Data under study:
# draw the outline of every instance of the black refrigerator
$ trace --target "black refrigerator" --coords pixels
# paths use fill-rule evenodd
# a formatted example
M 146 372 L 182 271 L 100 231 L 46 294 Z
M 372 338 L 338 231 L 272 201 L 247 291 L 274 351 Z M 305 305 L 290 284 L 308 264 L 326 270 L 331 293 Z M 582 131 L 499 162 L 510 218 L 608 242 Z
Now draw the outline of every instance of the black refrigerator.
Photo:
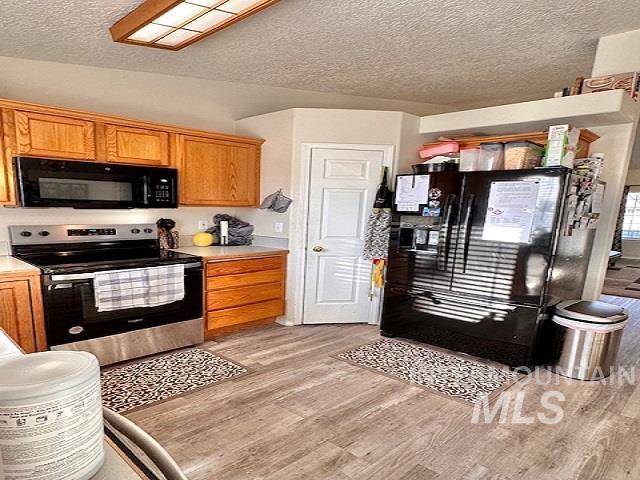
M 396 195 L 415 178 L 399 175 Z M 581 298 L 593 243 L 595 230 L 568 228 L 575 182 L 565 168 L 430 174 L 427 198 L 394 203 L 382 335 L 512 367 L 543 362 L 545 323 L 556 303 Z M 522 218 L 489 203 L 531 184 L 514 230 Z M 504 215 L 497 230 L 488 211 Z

--

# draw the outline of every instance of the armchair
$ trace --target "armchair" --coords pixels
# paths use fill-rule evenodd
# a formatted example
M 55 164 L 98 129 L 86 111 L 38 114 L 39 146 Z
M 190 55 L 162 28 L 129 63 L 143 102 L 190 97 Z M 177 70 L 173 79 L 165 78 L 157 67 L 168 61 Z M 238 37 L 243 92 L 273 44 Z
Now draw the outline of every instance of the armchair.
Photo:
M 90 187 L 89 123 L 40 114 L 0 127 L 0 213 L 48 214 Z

Problem to work on:
Search the entries for the string "pixels" and copy each line where it occurs.

Result:
$ trace --target "black refrigerator" --coords pixels
$ trace --target "armchair" --coords pixels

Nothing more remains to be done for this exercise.